**EXTRACT TO READ:**
[BEGIN]

Let’s discuss those fields in depth.

git-fetch method

Unlike the url-fetch method, git-fetch expects a git-reference which takes a Git repository and a commit. The commit can be any Git reference such as tags, so if the version is tagged, then it can be used directly. Sometimes the tag is prefixed with a v, in which case you’d use (commit (string-append "v" version)).

To ensure that the source code from the Git repository is stored in a unique directory with a readable name we use (file-name (git-file-name name version)).

Note that there is also a git-version procedure that can be used to derive the version when packaging programs for a specific commit.

Snippets

Snippets are quoted (i.e. non-evaluated) Scheme code that are a means of patching the source. They are a Guix-y alternative to the traditional .patch files. Because of the quote, the code in only evaluated when passed to the Guix daemon for building.

There can be as many snippet as needed.

Snippets might need additional Guile modules which can be imported from the modules field.

Inputs

First, a syntactic comment: See the quasi-quote / comma syntax?

(native-inputs
 `(("pkg-config" ,pkg-config)))

is equivalent to

(native-inputs
 (list (list "pkg-config" pkg-config)))

You’ll mostly see the former because it’s shorter.

There are 3 different input types. In short:

native-inputs
Required for building but not runtime – installing a package through a substitute won’t install these inputs.
inputs
Installed in the store but not in the profile, as well as being present at build time.
propagated-inputs
Installed in the store and in the profile, as well as being present at build time.

See the package reference in the manual for more details.

[END]

**GIVEN INFORMATION:**
[BEGIN]

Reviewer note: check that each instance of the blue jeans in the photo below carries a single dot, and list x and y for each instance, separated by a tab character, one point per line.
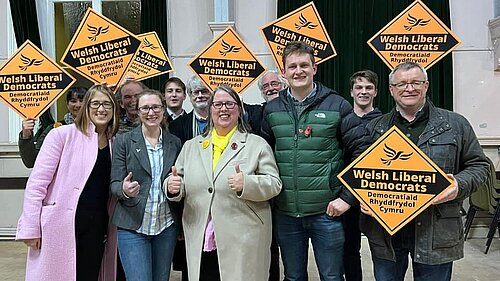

[END]

**STATED GOAL:**
In the text on Guix package fields, what are snippets described as an alternative to? The data come from a separate, unrelated source.

**REPLY:**
Snippets are a Guix-style alternative to traditional .patch files.